> What is needed
For every record beneath this instruction, give an exact repetition, omitting images.

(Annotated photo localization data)
● ● ●

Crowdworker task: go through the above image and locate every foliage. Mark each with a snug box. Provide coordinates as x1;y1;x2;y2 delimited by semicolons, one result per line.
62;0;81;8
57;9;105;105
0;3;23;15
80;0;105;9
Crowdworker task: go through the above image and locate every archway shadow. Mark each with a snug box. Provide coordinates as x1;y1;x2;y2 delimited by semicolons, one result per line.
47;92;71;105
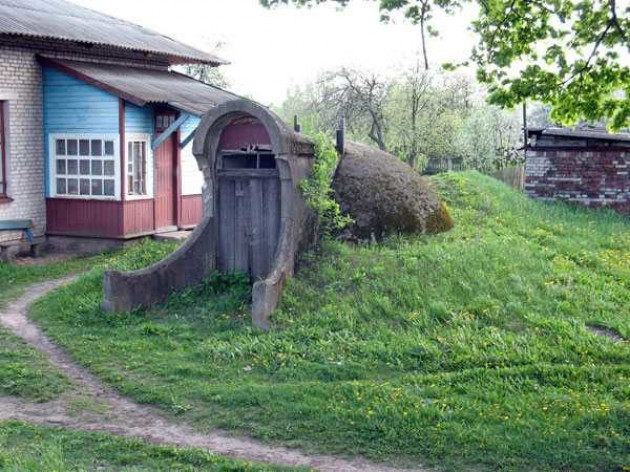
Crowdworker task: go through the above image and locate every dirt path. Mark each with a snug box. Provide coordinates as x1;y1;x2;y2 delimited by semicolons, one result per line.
0;278;430;472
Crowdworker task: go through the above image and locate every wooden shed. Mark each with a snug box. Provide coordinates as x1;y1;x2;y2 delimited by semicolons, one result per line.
103;100;317;329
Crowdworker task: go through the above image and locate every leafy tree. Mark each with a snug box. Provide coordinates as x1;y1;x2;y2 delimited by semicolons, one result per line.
277;66;522;171
282;68;392;150
261;0;630;129
471;0;630;130
183;64;229;88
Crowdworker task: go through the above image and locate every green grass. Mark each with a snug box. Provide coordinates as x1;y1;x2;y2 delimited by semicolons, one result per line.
0;327;69;402
0;249;130;308
0;240;178;402
30;172;630;472
0;421;305;471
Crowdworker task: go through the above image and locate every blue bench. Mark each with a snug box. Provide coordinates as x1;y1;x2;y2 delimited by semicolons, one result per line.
0;219;38;261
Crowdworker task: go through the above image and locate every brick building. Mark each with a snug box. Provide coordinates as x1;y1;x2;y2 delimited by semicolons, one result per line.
525;127;630;213
0;0;241;248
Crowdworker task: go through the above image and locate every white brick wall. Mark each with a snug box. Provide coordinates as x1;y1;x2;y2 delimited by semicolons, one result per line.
0;46;45;243
0;42;172;244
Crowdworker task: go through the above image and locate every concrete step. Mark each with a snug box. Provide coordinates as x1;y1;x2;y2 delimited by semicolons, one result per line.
153;231;192;242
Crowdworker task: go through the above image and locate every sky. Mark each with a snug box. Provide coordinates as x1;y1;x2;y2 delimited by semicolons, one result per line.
71;0;478;106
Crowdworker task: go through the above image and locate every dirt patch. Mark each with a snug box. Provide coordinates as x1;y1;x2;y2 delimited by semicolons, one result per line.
586;323;626;342
11;253;73;266
0;278;430;472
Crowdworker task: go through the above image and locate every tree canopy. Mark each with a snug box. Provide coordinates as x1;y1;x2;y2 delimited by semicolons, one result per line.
261;0;630;129
277;66;524;171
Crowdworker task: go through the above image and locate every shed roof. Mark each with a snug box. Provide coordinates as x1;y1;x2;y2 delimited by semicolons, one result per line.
41;57;240;116
0;0;226;65
527;127;630;143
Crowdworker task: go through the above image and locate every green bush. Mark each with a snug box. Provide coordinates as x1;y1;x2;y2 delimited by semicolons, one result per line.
300;133;352;237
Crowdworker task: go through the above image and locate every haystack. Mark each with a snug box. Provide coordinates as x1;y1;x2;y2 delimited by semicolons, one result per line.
332;141;453;240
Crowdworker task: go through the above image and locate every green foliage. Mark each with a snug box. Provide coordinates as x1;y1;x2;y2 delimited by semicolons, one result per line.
30;172;630;472
300;133;352;236
263;0;630;129
0;240;178;403
0;421;303;471
279;68;523;171
472;0;630;130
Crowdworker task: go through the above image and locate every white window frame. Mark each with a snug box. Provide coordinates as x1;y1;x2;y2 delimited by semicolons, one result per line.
125;134;153;201
49;133;121;200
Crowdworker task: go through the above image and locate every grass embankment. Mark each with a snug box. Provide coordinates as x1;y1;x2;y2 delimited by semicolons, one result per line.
0;327;68;402
0;241;177;401
0;252;108;308
0;421;303;472
31;172;630;472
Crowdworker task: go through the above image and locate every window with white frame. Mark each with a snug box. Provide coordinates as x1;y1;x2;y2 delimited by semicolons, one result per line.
51;135;119;199
126;135;152;198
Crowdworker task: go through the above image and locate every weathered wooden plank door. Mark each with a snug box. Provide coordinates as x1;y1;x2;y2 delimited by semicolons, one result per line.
154;134;177;231
217;169;280;279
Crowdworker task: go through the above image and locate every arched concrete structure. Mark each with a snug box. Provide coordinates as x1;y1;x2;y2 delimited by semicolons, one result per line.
103;100;316;330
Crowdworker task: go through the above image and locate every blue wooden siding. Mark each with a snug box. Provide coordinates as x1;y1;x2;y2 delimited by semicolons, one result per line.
125;103;154;135
43;67;119;134
180;115;201;147
43;67;120;196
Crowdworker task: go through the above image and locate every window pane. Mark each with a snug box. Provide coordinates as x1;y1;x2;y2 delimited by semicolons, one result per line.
104;160;115;176
80;178;90;195
79;160;90;175
91;140;102;156
79;139;90;156
67;159;78;175
56;159;66;175
104;140;114;156
128;175;133;195
104;179;115;196
91;160;102;176
55;139;66;156
67;140;78;156
91;179;103;196
67;178;78;195
56;178;67;195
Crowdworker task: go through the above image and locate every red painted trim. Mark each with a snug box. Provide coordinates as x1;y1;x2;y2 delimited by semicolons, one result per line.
0;101;7;197
46;198;124;238
119;99;126;203
180;194;202;227
38;57;147;107
175;128;183;227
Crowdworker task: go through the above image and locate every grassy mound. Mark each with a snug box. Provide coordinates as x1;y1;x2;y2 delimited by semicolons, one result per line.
333;142;452;239
31;172;630;472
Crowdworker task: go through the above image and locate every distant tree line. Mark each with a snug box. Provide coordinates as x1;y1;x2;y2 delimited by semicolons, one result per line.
276;65;545;173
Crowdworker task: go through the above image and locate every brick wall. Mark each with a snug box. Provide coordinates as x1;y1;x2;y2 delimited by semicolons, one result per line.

● ● ●

> Response
Crowdworker task: go through the above image and locate every foliage. Mark each with a snug box. Provide coordinates as x1;y1;x2;y2 delimited by semicolons, one result per line.
62;0;81;8
57;9;105;105
0;3;23;15
80;0;105;9
Crowdworker task: go through the above image and locate every archway shadow. Mark each with a snug box. Provide coordinates as x1;y1;x2;y2 delimited by semicolons, one result per line.
47;92;71;105
Crowdworker task: go through the above image and locate every dirt path. Mark each with a snug box. Provide coordinates as x1;y1;x2;y2 delimited by semicolons, one result per line.
0;278;430;472
Crowdworker task: go through the above image and locate every wooden shed. Mark each with a snug box. Provide coordinates as x1;y1;x2;y2 delimited by semicolons, one result per line.
103;100;317;329
Crowdworker task: go through the above image and locate every leafy tree. Mark each with a snug box. Provide coordinates as x1;y1;x2;y2 delimited by semicolons, one result per line.
277;66;522;171
282;68;392;150
261;0;630;129
471;0;630;130
183;64;229;88
Crowdworker task: go through the above image and locate every green grass. Mark each with a snug box. Provide coordinates as x1;y1;x2;y2 delimited by semicolons, one result per line.
0;327;69;402
0;249;130;308
0;240;178;402
30;172;630;472
0;421;305;471
Crowdworker task: go through the above image and locate every blue bench. Mark each with a snug box. Provide coordinates as x1;y1;x2;y2 delimited by semicolons, one result per line.
0;219;38;261
Crowdworker task: go through the above image and locate every brick building. Mark each with a snug box. Provide coordinates as x1;y1;x2;y2 delimited by semicolons, one result per line.
525;127;630;213
0;0;241;248
Crowdworker task: go through the above image and locate every white brick wall. Mark each with a snug box. Provide coordinates as x1;y1;x2;y2 delimited by semicolons, one result per line.
0;46;45;243
0;42;172;244
Crowdworker task: go through the above image and locate every concrete step. Mark each with a snug box. Provide coordinates as x1;y1;x2;y2 delimited by semicolons, one result per line.
153;231;192;242
Crowdworker task: go through the above image and locate every sky. Mark each with a snug box. Provide coordinates as x1;y1;x2;y2 delimited by semicolons, one result per line.
71;0;478;106
Crowdworker task: go through the above image and locate every dirt patch. Mark each with a snug box. Provide coordinates as x1;y1;x2;y2 delimited by semicolons, one result per line.
586;323;626;342
11;253;73;266
0;278;430;472
Crowdworker task: go through the above image and locate every tree canopy. Mark each with a snug box. Provide coordinates as x1;y1;x2;y2 delimited by semicolons, one result per line.
261;0;630;129
277;66;524;171
Crowdworker task: go through the above image and locate every shed roof. Mark each with a snug box. Provide coordinates as x1;y1;x2;y2 delimited by semicolons, one result per line.
41;57;240;116
0;0;226;65
527;127;630;143
Crowdworker task: go through the above image and locate every green bush. Mark each with a snug box. Provide coordinates as x1;y1;x2;y2 delimited by semicolons, one result per line.
300;133;352;237
Crowdworker task: go through the above image and locate every haystack. Mark each with a snug box. Provide coordinates as x1;y1;x2;y2 delimited by semicolons, one result per line.
332;141;453;240
Crowdworker task: go through the above image and locate every green foliage. Mark each with a snug box. Provide coordinates as x1;y1;x2;y2 delimited by semicolons, one result per line.
30;172;630;472
300;133;352;236
263;0;630;129
0;240;178;403
0;421;303;471
279;68;523;171
472;0;630;130
Crowdworker task: go through the above image and locate every white window frame. Mark each with a snug box. Provide coordinates as x1;y1;x2;y2 delimited by semicolons, one result per line.
125;134;153;201
49;133;121;200
Crowdworker task: go through the above image and locate every grass embankment. Mark each with a snug box. Provide coordinates as x1;y1;x2;y2 delimited by semicolons, one result per line.
0;327;68;402
0;241;177;401
0;252;108;308
0;421;303;472
31;172;630;472
Crowdworker task: go through the above image and locate every window with white frame. Mark each with a snug box. Provide coordinates as x1;y1;x2;y2 delimited by semicolons, one result per line.
51;135;119;199
126;135;152;198
Crowdworker task: go through the above image and locate every weathered wooden plank door. Mark each with a snug box. Provide coordinates as x1;y1;x2;y2 delimited by semicolons, one result per line.
154;134;177;231
217;169;280;279
Crowdworker task: go through the above image and locate every arched concrete structure. Mark each with a snug box. Provide coordinates as x1;y1;x2;y2 delimited by semicolons, one result per line.
103;100;316;330
Crowdworker task: go through the above image and locate every blue wooden siding. Mark each with a snug box. Provide coordinates as x1;y1;x2;y2 delimited by semicolons, one result per line.
125;103;154;135
43;67;119;134
180;115;201;147
43;67;120;196
Crowdworker task: go through the above image and locate every window pane. Mark each with a snug box. Provide coordinates as x1;y1;x2;y2 delimited by semicolons, one result per line.
104;160;115;176
80;178;90;195
79;160;90;175
91;140;102;156
79;139;90;156
67;159;78;175
56;159;66;175
104;140;114;156
128;175;133;195
104;179;115;196
91;160;102;176
55;139;66;156
67;140;78;156
91;179;103;196
67;178;78;195
56;178;67;195
Crowdworker task: go through the above image and locate every red painted trim. Mark each with a snug box. Provide coordinates as x1;y1;x2;y2 delimited by semicolons, one result per line.
0;101;7;197
46;198;124;238
119;99;126;203
180;194;202;227
38;57;147;107
175;128;183;227
Crowdworker task: go through the above image and locate every grassy mound. Mark each with a snug box. Provide coordinates as x1;y1;x2;y2 delimited by semicolons, one result per line.
333;142;452;239
31;172;630;472
Crowdworker task: go through the above image and locate every distant tree line. Mark each with a snug box. Provide coordinates as x1;y1;x2;y2 delimited by semicolons, one result per line.
276;65;545;173
Crowdworker task: go through the above image and locate every brick wall. Mark each with a snug box. Provide coordinates as x1;y1;x2;y2 delimited by semicolons, one result per line.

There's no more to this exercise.